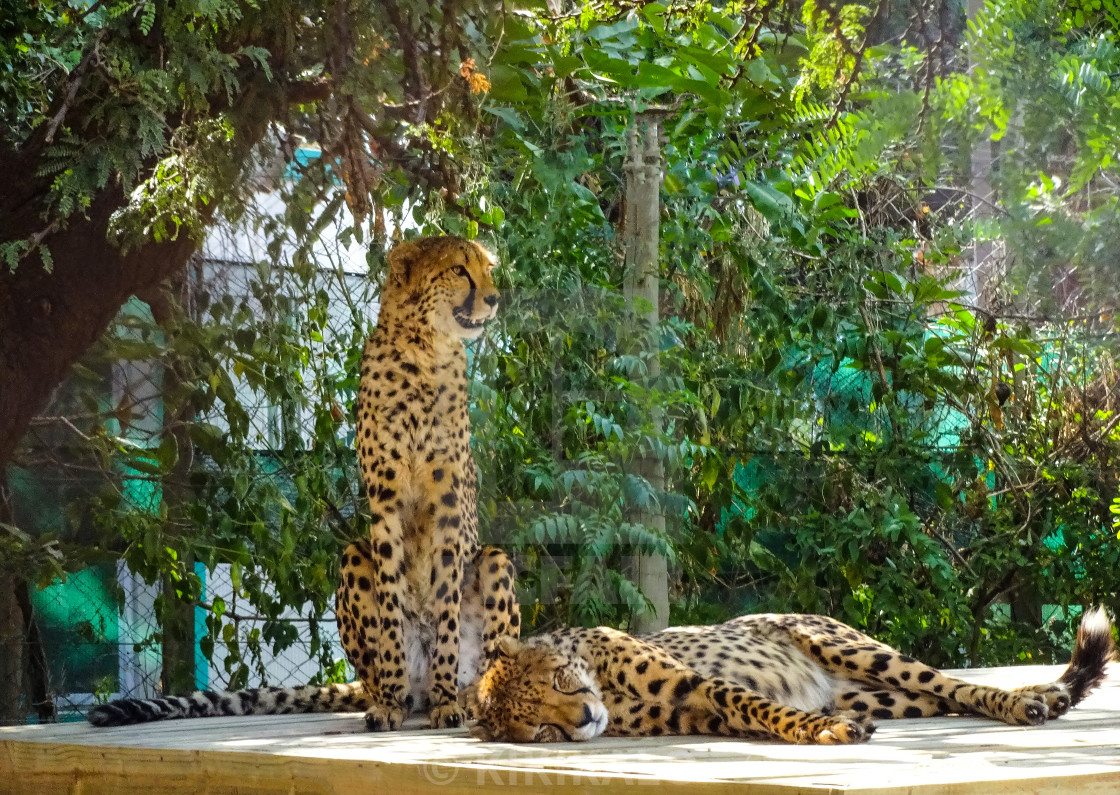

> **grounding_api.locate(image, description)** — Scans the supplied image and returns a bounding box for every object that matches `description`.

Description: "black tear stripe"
[462,269,477,314]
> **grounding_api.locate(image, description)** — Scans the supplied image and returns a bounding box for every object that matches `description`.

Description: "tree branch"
[382,0,430,124]
[285,78,333,105]
[821,0,886,129]
[44,30,106,144]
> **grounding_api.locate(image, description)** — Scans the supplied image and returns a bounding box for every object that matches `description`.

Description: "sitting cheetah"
[89,237,520,730]
[465,609,1114,743]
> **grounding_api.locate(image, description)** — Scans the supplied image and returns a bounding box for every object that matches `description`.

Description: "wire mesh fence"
[23,562,346,723]
[8,195,368,724]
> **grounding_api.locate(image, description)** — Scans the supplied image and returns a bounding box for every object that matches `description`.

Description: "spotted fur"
[465,608,1114,744]
[89,237,521,730]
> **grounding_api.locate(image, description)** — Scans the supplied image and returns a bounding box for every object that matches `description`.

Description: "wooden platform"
[2,664,1118,794]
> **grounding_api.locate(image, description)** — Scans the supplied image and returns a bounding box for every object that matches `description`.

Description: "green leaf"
[748,540,793,578]
[745,58,778,86]
[552,55,584,79]
[641,2,667,34]
[586,18,640,42]
[743,180,794,222]
[487,64,528,101]
[701,455,721,490]
[582,48,638,86]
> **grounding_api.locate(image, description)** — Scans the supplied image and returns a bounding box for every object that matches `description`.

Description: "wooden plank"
[2,665,1118,794]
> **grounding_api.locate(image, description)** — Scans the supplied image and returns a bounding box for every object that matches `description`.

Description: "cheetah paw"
[1015,683,1071,720]
[1005,692,1048,726]
[430,701,468,729]
[814,715,876,745]
[365,701,406,732]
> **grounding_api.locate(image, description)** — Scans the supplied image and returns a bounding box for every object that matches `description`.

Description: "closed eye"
[553,685,593,696]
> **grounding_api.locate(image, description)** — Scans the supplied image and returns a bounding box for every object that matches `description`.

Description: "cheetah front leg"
[474,547,521,655]
[675,675,875,743]
[423,537,522,728]
[457,547,520,721]
[336,537,410,732]
[364,509,412,731]
[426,539,469,728]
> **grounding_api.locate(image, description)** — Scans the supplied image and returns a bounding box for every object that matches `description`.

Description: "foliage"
[6,0,1120,704]
[933,0,1120,315]
[0,0,502,268]
[462,0,1120,663]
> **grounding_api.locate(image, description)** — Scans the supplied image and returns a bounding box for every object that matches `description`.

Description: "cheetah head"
[462,636,609,742]
[386,236,499,340]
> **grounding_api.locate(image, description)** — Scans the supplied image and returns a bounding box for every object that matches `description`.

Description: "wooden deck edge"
[0,738,745,795]
[6,734,1120,795]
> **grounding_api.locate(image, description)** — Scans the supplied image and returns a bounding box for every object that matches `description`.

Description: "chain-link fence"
[8,191,369,724]
[22,561,345,722]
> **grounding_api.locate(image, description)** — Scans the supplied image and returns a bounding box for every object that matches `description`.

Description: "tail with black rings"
[87,681,371,727]
[1059,606,1116,707]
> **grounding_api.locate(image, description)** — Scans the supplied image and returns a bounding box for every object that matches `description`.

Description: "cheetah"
[88,237,521,730]
[465,608,1114,743]
[341,236,520,731]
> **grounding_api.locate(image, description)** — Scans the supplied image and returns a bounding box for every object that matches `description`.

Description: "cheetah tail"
[1058,607,1116,707]
[87,681,370,727]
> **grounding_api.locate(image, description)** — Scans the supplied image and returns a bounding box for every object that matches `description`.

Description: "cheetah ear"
[494,635,522,658]
[387,240,423,285]
[459,680,481,714]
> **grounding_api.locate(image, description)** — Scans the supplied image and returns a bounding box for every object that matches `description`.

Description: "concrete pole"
[967,0,995,308]
[623,113,670,634]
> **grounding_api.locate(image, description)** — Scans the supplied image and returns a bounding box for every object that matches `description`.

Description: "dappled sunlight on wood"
[2,664,1119,793]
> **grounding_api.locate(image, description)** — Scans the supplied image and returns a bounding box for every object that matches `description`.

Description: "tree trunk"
[0,480,26,724]
[1010,585,1043,629]
[0,170,199,476]
[161,559,198,695]
[0,76,286,478]
[19,580,54,722]
[151,270,200,697]
[0,574,24,724]
[623,113,670,634]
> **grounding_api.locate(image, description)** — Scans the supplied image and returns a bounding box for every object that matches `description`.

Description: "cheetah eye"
[452,264,469,277]
[553,685,593,696]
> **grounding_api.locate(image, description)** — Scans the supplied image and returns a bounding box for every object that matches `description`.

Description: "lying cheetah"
[465,609,1114,743]
[89,237,520,730]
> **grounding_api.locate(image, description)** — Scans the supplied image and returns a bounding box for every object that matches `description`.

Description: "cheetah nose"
[483,293,498,307]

WHAT THE TASK ASKS: The records above are to be restated word for word, with every picture left out.

TASK RESPONSE:
> **grounding_api.locate(image, description)** — Scans the supplied image and returns a bounding box for every object that matches `description`.

Description: "black tear stripe"
[462,269,477,314]
> **grounding_api.locate(image, description)** — Scans the supplied image and returns a bounding box for every object that matches `description`.

Description: "tree branch"
[382,0,430,124]
[285,78,333,105]
[821,0,886,129]
[44,30,106,144]
> **grounding_api.locate(image, description)** — Scans the supplied image and returns a bounding box for every object that matches `description`.

Description: "sitting cheetah"
[89,237,520,730]
[465,609,1114,743]
> **grounding_api.locate(image, description)** — Scans the supplied image and returns a bounding box for every object that matches `description`.

Description: "wire mesh fence"
[23,562,346,723]
[8,195,368,724]
> **grounding_api.locate(image, description)** — Scans the supplied image and returns a bounding box for every object that matches `description`.

Description: "spotted fur"
[465,608,1114,744]
[89,237,521,730]
> **grounding_api.locate(image, description)** — Scans the supplied image and returns a bounding box for every object that matches `description`.

Description: "wooden platform"
[2,664,1118,794]
> **grounding_api.locate(image, description)** — Scans the supplied image and returns a bounding box for every object that matches `description`.

Description: "green leaf"
[748,540,793,578]
[745,58,778,86]
[552,55,584,79]
[641,2,667,34]
[586,18,640,42]
[743,180,794,222]
[487,64,528,101]
[701,455,721,490]
[582,48,638,86]
> **grounding_api.locate(image, description)** — Scans the supplied image and returns a bounding box for every object that matches `description`.

Description: "wooden plank"
[2,665,1118,794]
> **grounding_api.locate(image, description)** — Scans the supplied image and returns a bounding box for every object that matches `description`.

Description: "cheetah paw"
[1015,683,1071,720]
[1005,692,1048,726]
[430,701,468,729]
[814,715,876,745]
[365,701,406,732]
> **grounding_api.locate(image, description)** — Scans the supplied image and returns a bounding box for every object that matches `description`.

Description: "closed eye"
[553,685,593,696]
> **grounding_api.locate(image, description)** — Scans the supplied image and returns a bounding box for every object that matches `description`.

Description: "cheetah front leg"
[474,547,521,655]
[675,675,875,743]
[423,537,522,728]
[457,547,520,721]
[336,537,410,732]
[364,509,412,731]
[426,539,469,728]
> **grounding_api.locate(image, description)** — Scans the supplied image and returns a bounding box for every object that matches `description`.

Description: "foliage"
[6,0,1120,704]
[933,0,1120,315]
[0,0,502,268]
[462,0,1120,663]
> **grounding_api.locate(image, description)** — Scans the supplied image and returns a bounding box for every object that matches `description`.

Description: "cheetah head"
[462,636,609,742]
[386,236,499,340]
> **grounding_api.locate(image, description)** — Scans the supplied image and returns a bounding box for every object that matches `description`.

Description: "wooden deck edge"
[0,738,745,795]
[6,734,1120,795]
> **grounding_api.locate(image, description)** — Scans the supplied image and returns a bounding box for every object that matches `description`.

Description: "chain-link fence"
[8,191,369,724]
[22,561,345,722]
> **grounding_api.locate(image, description)** — Scans the supplied image and returns a bounding box for every object that matches `description`.

Description: "tail with black rings"
[87,681,371,727]
[1059,606,1116,707]
> **grounding_api.locate(image, description)** — Scans the supplied image and returns a bounding box for every object that matches `description`.

Description: "cheetah"
[88,237,521,730]
[465,608,1114,743]
[341,236,520,731]
> **grounding_api.locate(image, description)** — Scans the supplied image and returns a bounding box for every object that matches `description`.

Description: "cheetah tail"
[1058,607,1116,707]
[87,681,370,727]
> **grounding_api.locate(image, description)** — Scans the supplied image and returns a bounding box for every object that matches `description`.

Description: "cheetah ear"
[494,635,522,658]
[387,240,423,285]
[459,680,481,714]
> **grounding_api.locate(image, description)** — Scans the supplied image and returns a bounding box for every object that matches `description`.

Description: "concrete pole"
[967,0,995,308]
[623,113,670,634]
> **grounding_api.locate(image, description)** — Scans the supplied image and returns a bounding box for every object that matches `description`.

Description: "dappled sunlight on wood"
[2,664,1119,793]
> **grounding_api.locate(image, description)** — Scans the supplied image and returns a bounding box for every object that matches `description`.

Description: "tree trunk"
[0,480,26,724]
[1010,585,1043,629]
[0,170,199,476]
[161,559,198,695]
[0,76,286,478]
[19,580,54,722]
[151,270,200,697]
[0,574,24,724]
[623,113,670,634]
> **grounding_api.locate(image, description)** — Scans the supplied image and returns a bounding box for every object that matches `description`.

Description: "cheetah eye"
[452,264,469,277]
[553,685,593,696]
> **grounding_api.locate(image, description)** — Scans the supplied image and returns a bounding box for every object that matches `description`.

Description: "lying cheetah"
[465,609,1114,743]
[89,237,520,730]
> **grounding_api.locate(image, description)** — Scans the supplied image and returns a bounding box for every object that matches `description`.

Description: "cheetah nose"
[483,293,498,307]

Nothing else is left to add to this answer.